# Transfer learning with Huggingface using CodeFlare

In this notebook you will learn how to leverage the **[huggingface](https://huggingface.co/)** support in ray ecosystem to carry out a text classification task using transfer learning. We will be referencing the example **[here](https://huggingface.co/docs/transformers/tasks/sequence_classification)**

The example carries out a text classification task on **[imdb dataset](https://huggingface.co/datasets/imdb)** and tries to classify the movie reviews as positive or negative. Huggingface library provides an easy way to build a model and the dataset to carry out this classification task. In this case we will be using **distilbert-base-uncased** model which is a **BERT** based model.

Huggingface has a **[built in support for ray ecosystem](https://docs.ray.io/en/releases-1.13.0/_modules/ray/ml/train/integrations/huggingface/huggingface_trainer.html)** which allows the huggingface trainer to scale on CodeFlare and can scale the training as we add additional gpus and can run distributed training across multiple GPUs that will help scale out the training.


### Getting all the requirements in place

In [None]:
# Import pieces from codeflare-sdk
from codeflare_sdk.cluster.cluster import Cluster, ClusterConfiguration
from codeflare_sdk.cluster.auth import TokenAuthentication

In [None]:
# Create authentication object for oc user permissions and login
auth = TokenAuthentication(
    token = "sha256~wTEk7b6J0jRiIGCCCl8f_uVRimPYqMjDjthEsQE5i9s",
    server = "https://api.mini2.mydomain.com:6443",
    skip_tls = True
)
auth.login()

______________________________

- REQUIREMENT A
Can you reproduce the entire transfer learning notebook above, character for character?

______________________________

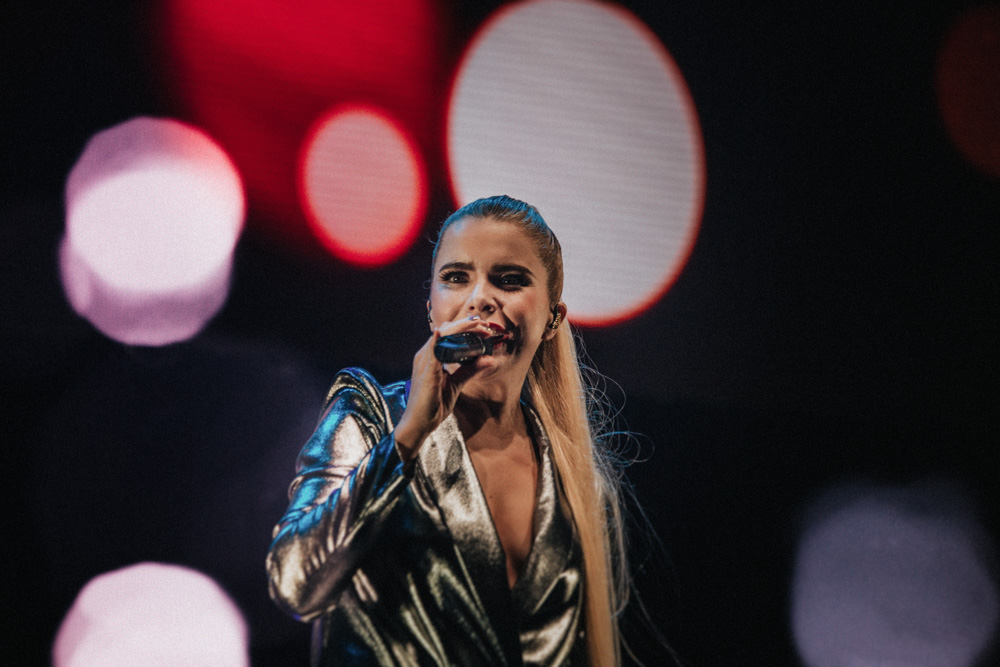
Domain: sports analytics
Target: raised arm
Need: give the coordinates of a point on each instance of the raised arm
(350, 476)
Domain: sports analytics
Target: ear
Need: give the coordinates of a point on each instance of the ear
(557, 320)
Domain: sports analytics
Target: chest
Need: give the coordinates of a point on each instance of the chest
(509, 484)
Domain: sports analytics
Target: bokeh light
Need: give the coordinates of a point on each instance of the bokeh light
(153, 212)
(363, 186)
(154, 615)
(576, 107)
(260, 75)
(893, 577)
(968, 86)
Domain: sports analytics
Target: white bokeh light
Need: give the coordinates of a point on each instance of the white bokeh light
(577, 108)
(892, 577)
(152, 615)
(153, 212)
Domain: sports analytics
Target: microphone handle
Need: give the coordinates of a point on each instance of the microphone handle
(462, 348)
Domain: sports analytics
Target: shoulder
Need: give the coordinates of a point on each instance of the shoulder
(356, 390)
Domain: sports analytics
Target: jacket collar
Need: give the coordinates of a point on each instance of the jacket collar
(445, 462)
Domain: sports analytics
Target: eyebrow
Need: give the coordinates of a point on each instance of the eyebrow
(498, 268)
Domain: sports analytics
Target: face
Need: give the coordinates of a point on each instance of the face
(491, 269)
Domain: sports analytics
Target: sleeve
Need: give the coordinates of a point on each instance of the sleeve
(349, 477)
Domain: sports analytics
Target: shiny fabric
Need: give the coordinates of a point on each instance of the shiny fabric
(402, 565)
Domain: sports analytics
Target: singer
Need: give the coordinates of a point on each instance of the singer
(465, 517)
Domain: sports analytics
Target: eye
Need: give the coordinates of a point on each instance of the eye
(512, 280)
(456, 277)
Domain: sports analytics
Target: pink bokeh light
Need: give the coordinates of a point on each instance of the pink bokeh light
(154, 615)
(363, 185)
(153, 212)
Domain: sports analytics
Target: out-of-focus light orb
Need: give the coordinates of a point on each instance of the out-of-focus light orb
(153, 212)
(259, 74)
(892, 577)
(968, 86)
(152, 615)
(577, 108)
(363, 185)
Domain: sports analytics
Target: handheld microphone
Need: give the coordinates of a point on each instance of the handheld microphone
(464, 347)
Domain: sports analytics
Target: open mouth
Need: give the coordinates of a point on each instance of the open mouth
(501, 335)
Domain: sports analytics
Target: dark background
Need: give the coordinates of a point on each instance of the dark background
(836, 322)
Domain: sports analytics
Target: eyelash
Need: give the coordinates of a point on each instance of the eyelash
(505, 281)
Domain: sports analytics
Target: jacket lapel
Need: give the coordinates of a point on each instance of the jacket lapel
(445, 462)
(552, 547)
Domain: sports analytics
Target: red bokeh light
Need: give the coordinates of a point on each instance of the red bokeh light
(257, 75)
(968, 87)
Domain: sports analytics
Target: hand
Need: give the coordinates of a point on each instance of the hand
(433, 389)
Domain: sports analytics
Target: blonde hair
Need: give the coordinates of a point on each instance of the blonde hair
(555, 386)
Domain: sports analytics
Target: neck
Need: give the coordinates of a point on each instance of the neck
(489, 420)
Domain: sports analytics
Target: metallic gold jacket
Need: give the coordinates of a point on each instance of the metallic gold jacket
(402, 565)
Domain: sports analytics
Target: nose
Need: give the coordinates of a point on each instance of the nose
(482, 300)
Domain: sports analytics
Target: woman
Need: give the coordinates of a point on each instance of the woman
(464, 517)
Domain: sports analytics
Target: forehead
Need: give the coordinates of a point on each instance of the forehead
(485, 242)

______________________________

- REQUIREMENT B
How many lines of the rows above contain the string "microphone"? Case counts, and the reply should be the number alone.

- TASK RESPONSE A
# Transfer learning with Huggingface using CodeFlare

In this notebook you will learn how to leverage the **[huggingface](https://huggingface.co/)** support in ray ecosystem to carry out a text classification task using transfer learning. We will be referencing the example **[here](https://huggingface.co/docs/transformers/tasks/sequence_classification)**

The example carries out a text classification task on **[imdb dataset](https://huggingface.co/datasets/imdb)** and tries to classify the movie reviews as positive or negative. Huggingface library provides an easy way to build a model and the dataset to carry out this classification task. In this case we will be using **distilbert-base-uncased** model which is a **BERT** based model.

Huggingface has a **[built in support for ray ecosystem](https://docs.ray.io/en/releases-1.13.0/_modules/ray/ml/train/integrations/huggingface/huggingface_trainer.html)** which allows the huggingface trainer to scale on CodeFlare and can scale the training as we add additional gpus and can run distributed training across multiple GPUs that will help scale out the training.


### Getting all the requirements in place

In [None]:
# Import pieces from codeflare-sdk
from codeflare_sdk.cluster.cluster import Cluster, ClusterConfiguration
from codeflare_sdk.cluster.auth import TokenAuthentication

In [None]:
# Create authentication object for oc user permissions and login
auth = TokenAuthentication(
    token = "sha256~wTEk7b6J0jRiIGCCCl8f_uVRimPYqMjDjthEsQE5i9s",
    server = "https://api.mini2.mydomain.com:6443",
    skip_tls = True
)
auth.login()

- TASK RESPONSE B
4